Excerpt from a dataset
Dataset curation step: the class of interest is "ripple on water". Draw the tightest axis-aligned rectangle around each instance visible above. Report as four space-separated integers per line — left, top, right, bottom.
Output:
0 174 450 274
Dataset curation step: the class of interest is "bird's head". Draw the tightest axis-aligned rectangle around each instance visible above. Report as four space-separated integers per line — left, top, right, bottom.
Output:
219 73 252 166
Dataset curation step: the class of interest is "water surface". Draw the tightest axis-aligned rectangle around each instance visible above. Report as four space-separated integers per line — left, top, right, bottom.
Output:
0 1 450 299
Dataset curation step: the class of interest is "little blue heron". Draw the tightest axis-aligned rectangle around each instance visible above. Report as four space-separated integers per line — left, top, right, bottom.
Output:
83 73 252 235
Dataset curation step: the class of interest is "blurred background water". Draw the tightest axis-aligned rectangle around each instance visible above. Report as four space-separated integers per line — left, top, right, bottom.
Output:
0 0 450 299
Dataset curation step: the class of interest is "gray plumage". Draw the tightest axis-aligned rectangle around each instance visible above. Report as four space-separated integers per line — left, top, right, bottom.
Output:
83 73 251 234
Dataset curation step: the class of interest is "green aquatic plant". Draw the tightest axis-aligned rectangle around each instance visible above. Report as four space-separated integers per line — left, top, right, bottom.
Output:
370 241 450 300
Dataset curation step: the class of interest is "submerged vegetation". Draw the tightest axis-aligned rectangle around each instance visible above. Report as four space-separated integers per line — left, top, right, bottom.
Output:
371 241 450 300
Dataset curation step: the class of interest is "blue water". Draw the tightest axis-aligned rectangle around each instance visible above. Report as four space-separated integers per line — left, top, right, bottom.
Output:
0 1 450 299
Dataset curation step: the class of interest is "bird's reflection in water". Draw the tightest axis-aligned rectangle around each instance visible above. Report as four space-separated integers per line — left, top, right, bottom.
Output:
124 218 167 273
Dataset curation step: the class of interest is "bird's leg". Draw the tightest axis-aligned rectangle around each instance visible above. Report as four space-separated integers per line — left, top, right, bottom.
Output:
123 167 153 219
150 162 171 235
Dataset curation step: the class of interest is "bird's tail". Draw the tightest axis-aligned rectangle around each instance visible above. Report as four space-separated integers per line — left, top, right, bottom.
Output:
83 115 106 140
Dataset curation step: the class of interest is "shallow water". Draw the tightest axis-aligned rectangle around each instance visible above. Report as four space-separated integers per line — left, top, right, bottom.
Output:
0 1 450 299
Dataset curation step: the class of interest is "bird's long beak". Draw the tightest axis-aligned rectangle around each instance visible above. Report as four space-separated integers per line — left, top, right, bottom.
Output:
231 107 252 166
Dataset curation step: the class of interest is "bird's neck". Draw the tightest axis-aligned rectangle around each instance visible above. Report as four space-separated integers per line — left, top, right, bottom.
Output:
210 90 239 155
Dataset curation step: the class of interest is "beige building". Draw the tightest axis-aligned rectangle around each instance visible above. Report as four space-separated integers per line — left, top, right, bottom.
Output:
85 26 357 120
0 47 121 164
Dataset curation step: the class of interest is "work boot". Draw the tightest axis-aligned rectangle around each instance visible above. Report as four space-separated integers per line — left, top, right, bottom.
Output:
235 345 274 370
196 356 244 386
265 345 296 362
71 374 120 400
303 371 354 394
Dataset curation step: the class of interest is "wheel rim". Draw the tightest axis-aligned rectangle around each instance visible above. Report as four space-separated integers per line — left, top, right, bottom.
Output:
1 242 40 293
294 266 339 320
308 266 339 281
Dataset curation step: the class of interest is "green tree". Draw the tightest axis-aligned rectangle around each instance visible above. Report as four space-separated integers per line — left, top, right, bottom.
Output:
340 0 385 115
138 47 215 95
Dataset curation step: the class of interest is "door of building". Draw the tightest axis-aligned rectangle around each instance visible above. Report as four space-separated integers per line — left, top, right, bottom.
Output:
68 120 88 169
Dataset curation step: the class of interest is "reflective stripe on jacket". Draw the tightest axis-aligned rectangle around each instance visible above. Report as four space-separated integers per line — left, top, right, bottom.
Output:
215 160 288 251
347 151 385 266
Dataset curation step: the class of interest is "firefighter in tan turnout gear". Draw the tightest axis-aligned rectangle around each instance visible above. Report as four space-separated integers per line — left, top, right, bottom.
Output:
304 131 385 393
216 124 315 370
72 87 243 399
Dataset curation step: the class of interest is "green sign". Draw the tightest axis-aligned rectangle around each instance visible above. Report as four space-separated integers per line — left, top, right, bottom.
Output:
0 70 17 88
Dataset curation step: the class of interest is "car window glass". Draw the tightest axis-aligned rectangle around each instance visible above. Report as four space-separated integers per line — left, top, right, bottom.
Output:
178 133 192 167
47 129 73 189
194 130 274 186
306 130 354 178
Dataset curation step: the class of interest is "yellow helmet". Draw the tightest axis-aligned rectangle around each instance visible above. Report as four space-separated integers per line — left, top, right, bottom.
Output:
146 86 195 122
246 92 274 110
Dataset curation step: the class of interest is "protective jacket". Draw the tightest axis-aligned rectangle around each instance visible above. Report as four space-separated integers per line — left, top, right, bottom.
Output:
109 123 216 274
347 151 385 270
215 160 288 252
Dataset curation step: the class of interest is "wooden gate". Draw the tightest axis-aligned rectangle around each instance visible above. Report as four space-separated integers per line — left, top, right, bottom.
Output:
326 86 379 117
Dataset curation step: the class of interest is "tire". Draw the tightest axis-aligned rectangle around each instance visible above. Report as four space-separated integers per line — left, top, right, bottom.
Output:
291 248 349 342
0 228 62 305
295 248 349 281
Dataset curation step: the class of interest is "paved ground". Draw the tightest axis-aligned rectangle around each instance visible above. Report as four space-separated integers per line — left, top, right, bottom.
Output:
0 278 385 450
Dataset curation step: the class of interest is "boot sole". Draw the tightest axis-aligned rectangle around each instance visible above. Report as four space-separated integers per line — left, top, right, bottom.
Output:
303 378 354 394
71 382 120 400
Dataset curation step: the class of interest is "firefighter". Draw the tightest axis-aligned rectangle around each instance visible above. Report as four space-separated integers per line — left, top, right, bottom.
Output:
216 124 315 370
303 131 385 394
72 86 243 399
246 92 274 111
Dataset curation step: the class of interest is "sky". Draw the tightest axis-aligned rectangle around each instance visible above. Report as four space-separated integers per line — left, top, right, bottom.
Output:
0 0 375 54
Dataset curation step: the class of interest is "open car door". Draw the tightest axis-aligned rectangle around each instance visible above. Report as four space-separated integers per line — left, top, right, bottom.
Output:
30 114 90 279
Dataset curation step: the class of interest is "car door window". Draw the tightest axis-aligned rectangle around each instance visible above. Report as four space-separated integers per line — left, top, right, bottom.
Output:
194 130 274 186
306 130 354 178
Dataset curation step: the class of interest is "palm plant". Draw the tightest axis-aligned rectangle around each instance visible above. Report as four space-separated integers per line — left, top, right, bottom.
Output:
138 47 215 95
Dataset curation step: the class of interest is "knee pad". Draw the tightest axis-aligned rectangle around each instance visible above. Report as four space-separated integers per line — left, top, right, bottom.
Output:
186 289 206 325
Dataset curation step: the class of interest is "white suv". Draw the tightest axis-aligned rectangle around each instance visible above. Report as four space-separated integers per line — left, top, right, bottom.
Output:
==
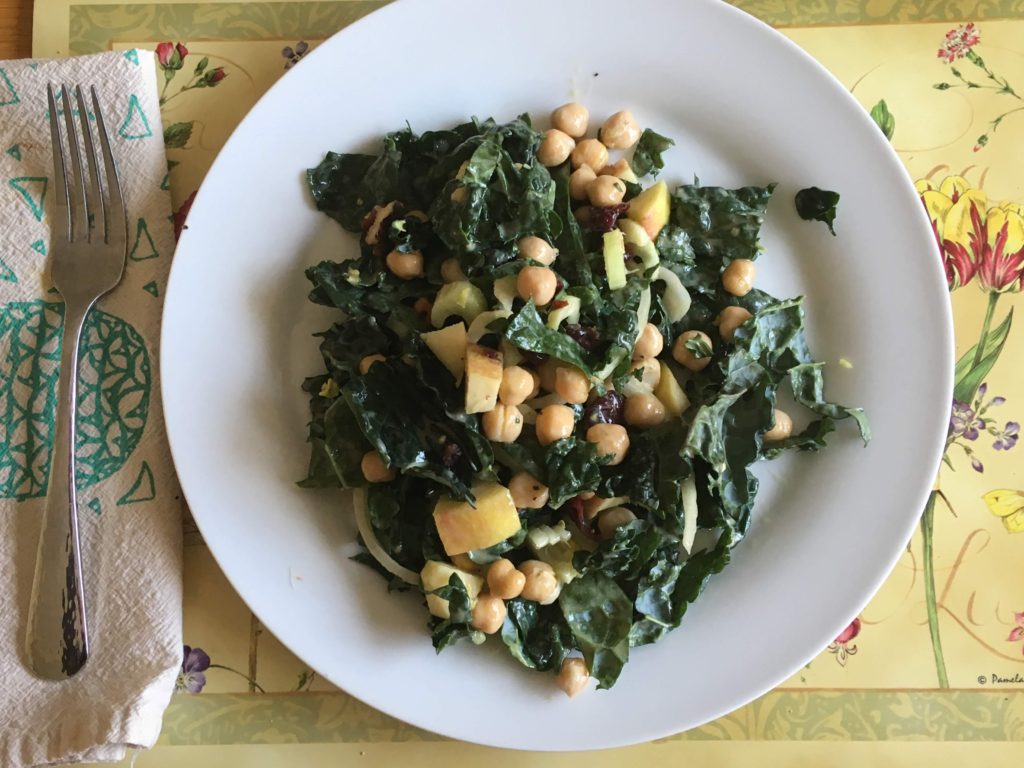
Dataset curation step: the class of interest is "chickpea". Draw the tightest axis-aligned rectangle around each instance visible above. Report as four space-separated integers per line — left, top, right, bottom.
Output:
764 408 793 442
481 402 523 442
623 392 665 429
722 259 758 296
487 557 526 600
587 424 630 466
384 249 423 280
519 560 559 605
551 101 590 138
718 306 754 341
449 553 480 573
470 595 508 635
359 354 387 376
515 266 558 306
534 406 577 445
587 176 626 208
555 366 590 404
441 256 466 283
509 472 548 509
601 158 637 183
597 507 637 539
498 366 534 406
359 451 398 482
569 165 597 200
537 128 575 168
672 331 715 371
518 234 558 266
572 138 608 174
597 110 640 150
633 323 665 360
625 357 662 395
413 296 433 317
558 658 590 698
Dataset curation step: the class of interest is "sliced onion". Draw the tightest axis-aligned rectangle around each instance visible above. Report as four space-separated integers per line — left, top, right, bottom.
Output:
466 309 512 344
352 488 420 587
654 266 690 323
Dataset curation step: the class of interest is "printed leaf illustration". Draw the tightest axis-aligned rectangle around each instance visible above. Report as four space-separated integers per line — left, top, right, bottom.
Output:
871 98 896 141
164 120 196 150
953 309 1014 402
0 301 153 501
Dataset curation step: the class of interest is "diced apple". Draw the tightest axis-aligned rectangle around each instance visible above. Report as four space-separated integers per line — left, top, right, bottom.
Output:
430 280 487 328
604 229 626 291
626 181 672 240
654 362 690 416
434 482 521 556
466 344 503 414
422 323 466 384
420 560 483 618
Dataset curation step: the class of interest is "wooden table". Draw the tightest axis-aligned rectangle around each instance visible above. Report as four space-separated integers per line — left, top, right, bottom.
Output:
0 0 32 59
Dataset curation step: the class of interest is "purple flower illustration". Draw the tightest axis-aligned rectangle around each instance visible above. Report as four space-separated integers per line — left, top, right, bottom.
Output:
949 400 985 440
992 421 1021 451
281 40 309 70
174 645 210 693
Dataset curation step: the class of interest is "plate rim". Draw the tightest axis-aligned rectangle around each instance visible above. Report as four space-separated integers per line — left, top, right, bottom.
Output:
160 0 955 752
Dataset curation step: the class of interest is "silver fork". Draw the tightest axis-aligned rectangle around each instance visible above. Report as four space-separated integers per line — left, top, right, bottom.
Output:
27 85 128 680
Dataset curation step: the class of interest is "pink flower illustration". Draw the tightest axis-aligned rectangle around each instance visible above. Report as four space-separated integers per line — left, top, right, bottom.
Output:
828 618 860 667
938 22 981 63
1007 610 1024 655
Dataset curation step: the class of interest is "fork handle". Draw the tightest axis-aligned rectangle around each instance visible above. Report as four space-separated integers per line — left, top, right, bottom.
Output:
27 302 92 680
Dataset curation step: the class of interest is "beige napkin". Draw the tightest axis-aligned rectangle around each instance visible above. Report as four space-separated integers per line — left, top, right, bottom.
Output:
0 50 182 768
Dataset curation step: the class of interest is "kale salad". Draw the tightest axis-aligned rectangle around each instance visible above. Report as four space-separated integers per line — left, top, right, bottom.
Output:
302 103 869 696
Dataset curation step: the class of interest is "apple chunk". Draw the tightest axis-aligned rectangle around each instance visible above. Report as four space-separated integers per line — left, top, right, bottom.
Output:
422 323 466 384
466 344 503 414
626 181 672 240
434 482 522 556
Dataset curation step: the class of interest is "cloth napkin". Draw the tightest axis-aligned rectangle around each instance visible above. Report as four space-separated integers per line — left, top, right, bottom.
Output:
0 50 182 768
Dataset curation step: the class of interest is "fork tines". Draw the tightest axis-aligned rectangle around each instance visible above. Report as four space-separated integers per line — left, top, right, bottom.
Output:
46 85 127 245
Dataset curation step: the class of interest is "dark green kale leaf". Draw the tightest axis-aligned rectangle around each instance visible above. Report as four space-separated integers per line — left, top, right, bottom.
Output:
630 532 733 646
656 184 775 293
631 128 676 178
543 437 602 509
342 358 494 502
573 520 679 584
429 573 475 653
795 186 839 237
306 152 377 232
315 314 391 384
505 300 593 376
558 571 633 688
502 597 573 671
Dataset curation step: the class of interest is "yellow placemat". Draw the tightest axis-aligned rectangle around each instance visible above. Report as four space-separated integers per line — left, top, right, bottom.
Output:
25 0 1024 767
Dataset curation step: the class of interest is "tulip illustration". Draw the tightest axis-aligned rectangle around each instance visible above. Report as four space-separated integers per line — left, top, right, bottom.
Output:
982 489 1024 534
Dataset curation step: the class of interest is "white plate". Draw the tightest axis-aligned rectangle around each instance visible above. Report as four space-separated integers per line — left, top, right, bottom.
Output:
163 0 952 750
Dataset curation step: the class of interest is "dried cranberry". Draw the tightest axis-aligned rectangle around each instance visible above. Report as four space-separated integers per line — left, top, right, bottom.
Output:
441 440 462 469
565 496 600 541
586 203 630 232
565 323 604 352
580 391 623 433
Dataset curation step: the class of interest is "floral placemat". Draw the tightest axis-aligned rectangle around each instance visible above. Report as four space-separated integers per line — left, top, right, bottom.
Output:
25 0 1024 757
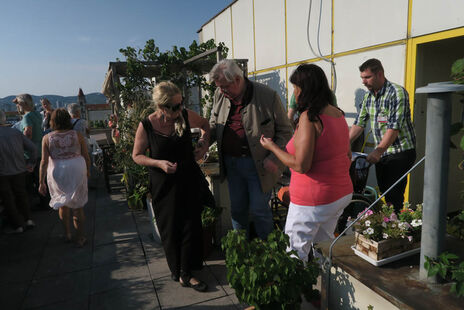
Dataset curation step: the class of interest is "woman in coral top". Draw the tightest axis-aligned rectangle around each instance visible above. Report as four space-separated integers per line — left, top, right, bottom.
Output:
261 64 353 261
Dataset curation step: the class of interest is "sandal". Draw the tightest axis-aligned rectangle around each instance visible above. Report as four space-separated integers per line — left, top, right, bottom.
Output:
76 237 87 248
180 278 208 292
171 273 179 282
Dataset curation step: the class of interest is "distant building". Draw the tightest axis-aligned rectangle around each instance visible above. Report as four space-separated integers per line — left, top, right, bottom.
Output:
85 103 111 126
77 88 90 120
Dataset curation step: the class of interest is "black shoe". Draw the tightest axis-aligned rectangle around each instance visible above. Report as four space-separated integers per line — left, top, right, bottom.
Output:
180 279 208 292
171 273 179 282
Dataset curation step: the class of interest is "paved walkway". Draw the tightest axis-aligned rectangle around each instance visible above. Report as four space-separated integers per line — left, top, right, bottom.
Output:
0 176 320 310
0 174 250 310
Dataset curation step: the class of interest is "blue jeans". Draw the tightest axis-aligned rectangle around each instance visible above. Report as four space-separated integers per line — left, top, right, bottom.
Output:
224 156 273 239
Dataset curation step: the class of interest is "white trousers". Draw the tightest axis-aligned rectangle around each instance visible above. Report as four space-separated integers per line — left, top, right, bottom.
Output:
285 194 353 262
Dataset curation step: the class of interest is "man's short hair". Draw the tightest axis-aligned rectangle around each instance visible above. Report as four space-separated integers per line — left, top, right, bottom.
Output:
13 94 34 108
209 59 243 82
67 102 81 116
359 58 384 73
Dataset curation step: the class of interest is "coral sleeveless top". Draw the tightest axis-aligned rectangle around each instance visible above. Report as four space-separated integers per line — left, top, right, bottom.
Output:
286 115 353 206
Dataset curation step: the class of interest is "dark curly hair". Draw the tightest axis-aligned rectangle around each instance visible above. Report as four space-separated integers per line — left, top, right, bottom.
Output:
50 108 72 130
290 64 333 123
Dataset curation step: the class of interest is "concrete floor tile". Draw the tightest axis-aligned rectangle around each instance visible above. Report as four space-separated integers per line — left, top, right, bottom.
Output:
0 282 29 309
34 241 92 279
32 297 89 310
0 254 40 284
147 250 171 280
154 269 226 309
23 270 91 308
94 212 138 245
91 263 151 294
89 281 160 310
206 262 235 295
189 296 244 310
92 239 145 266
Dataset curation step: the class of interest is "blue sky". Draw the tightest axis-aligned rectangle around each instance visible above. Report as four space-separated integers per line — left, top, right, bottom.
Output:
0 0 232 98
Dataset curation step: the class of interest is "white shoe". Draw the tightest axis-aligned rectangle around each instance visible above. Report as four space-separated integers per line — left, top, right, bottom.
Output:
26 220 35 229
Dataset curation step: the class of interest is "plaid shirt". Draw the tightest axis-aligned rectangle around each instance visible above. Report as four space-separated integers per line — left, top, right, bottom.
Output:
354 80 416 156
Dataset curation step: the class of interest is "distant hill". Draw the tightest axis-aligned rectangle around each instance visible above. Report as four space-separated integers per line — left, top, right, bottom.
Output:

* **THE EXERCISE**: Which lines of the material contain the string "hill"? Gather all of them and copy each one out in full.

* **TASK OUTPUT**:
Dataset curation step: the class of interest is "distant hill". Draw the tightest axis-aligned rectangle around each instance visible above. Report as four space-separated integers per line — left, top, right, bottom.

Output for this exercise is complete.